[Part of a data file]
◇ ◇ ◇ ◇

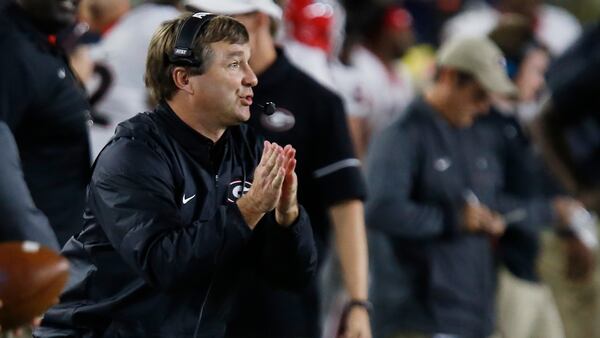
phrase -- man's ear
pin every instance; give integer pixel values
(181, 79)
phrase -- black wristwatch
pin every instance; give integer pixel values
(360, 303)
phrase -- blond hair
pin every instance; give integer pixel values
(159, 69)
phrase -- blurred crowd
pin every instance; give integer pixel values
(476, 123)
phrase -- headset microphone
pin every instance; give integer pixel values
(268, 108)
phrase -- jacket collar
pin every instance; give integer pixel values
(200, 147)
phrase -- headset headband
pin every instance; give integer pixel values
(183, 52)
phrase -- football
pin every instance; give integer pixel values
(31, 279)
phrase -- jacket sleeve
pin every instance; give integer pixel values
(132, 196)
(287, 255)
(391, 171)
(20, 219)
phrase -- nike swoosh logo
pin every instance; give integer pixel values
(185, 200)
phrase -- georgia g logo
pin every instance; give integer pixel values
(234, 192)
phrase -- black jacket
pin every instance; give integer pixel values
(527, 180)
(47, 112)
(19, 218)
(165, 246)
(437, 278)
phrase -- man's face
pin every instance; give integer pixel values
(467, 101)
(51, 15)
(225, 88)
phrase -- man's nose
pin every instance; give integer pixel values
(250, 78)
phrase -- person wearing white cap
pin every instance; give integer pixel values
(312, 119)
(433, 183)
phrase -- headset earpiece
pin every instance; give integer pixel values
(183, 53)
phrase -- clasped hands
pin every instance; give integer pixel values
(274, 187)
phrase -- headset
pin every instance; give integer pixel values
(183, 52)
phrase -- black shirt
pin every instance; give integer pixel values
(526, 178)
(312, 119)
(164, 244)
(438, 279)
(20, 220)
(47, 112)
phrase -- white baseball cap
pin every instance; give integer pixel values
(234, 7)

◇ ◇ ◇ ◇

● **What this task involves**: Your copy of the data should match it exactly, except that pictures are left out.

● **Correct answer**:
phrase -- man's ear
pin every instance; give integer pixel values
(181, 79)
phrase -- black wristwatch
pin every instance; give integer pixel values
(360, 303)
phrase -- blond hair
pin every instance; give integer pixel values
(159, 69)
phrase -- blurred crowd
pin every instance; give integer pixel values
(476, 123)
phrase -- headset microphone
pin every instance; give integer pixel values
(268, 108)
phrase -- jacket collar
pin every instance; give integer pixel values
(200, 147)
phrase -- headset headband
pin every instance; give integer pixel values
(183, 52)
phrase -- football
pin every instance; give integer pixel values
(31, 279)
phrase -- jacket sleeve
pin every instance; give integer pixel values
(132, 196)
(287, 255)
(391, 171)
(20, 219)
phrase -- nike swoosh logo
pin every instance; give integer pixel values
(185, 200)
phrase -- georgia g logo
pin every instance; give integer pixel values
(234, 192)
phrase -- black jacket
pin every instance; give integer pixel values
(527, 180)
(47, 112)
(19, 218)
(165, 246)
(437, 278)
phrase -- man's face
pin every instance; give integer pixel values
(467, 101)
(51, 15)
(225, 88)
phrase -- man's nose
pin every instance; give integer pixel values
(250, 78)
phrase -- person wearing white cap
pin every instance; give integer pixel values
(312, 119)
(433, 183)
phrase -- headset earpiece
pin every instance; give integer pixel values
(183, 53)
phrase -- clasped hands
pin every instance; give integer pixel values
(274, 187)
phrase -- headset
pin every instance; give integer pixel values
(183, 52)
phrase -- black shirt
pin every instance; give integer pixel values
(526, 178)
(312, 119)
(164, 244)
(438, 279)
(20, 220)
(47, 112)
phrase -- white baseball cap
pin every instance; give integer pixel values
(234, 7)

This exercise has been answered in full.